- _Exercise materials_:
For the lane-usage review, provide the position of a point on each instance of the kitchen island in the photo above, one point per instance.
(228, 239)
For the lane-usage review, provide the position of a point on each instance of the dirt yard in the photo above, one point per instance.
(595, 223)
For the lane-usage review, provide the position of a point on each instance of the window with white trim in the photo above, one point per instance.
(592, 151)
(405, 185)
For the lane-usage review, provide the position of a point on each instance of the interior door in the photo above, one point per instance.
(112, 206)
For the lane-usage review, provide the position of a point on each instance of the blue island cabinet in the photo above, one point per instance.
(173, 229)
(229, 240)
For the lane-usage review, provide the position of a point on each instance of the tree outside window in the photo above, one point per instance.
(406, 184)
* * *
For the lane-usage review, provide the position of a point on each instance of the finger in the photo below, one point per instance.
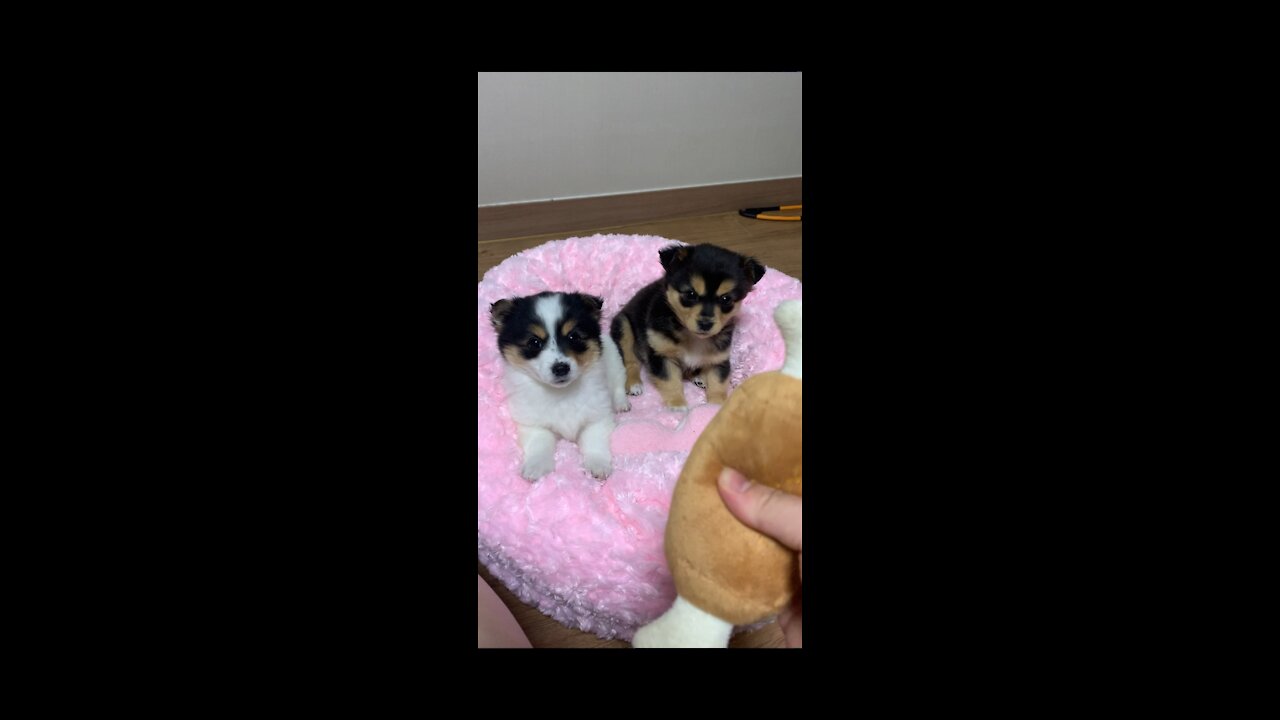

- _Exercise description_:
Pull out every line in the entries above that contains the word "usage".

- _Solution to the exercise_:
For the lane-usage review, provide the position of a point on each instance of the kitchen island in the photo above, one point per instance.
For the lane-usage review, provide the position of a point on each instance of the dirt yard in the photo above, one point per instance.
For the lane-usage review, provide the position of a point on each instance of the window with white trim in the photo above, one point per instance.
For the lane-usage review, provide the position of a point on each instance of the interior door in the photo above, one point per instance.
For the lane-usage review, provide the position of a point on each instance of the blue island cabinet in the photo above, one point per instance.
For the lane-usage review, provide the position of a point on each instance of the tree outside window in the photo above, one point per instance.
For the lane-usage review, provide the position of a point on each instance of the finger in the photo below, one point per instance.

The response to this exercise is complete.